Set task :: Which lines in the rows below contain the string "mark"? Pull out each of them and copy it in full.

Exercise data ::
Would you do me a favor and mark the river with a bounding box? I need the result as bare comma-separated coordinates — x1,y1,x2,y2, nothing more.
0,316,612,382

==

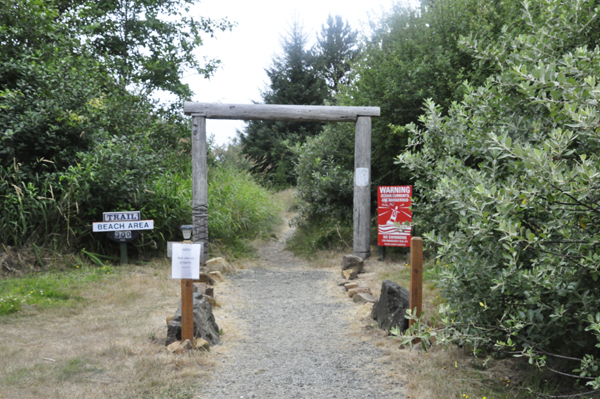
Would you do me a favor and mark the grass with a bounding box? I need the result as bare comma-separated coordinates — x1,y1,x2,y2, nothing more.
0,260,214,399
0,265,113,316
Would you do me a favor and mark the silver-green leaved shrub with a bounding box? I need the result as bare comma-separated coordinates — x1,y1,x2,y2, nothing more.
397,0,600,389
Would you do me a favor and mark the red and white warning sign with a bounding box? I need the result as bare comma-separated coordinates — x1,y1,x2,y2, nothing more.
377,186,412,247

Task result ::
Would you do me a favor and mark the river with a bounding box? I need the result as bare comma-separated coordinates — x1,y1,x2,y2, nothing more.
Would you do me a favor and mark the grass with a bounding box? I need the result as bare comma-separated coordinates — x1,y1,x2,y2, nothing more.
Would you do me a favor and mark the silver-green leaved shrub with a bounding box? I need the result as bare comma-separated coordinates — x1,y1,x2,y2, nothing more.
Would you do me a favor and mark the red and white warning sign with a bounding box? I need the result as bare comma-separated coordinates — x1,y1,x2,y2, nothing more.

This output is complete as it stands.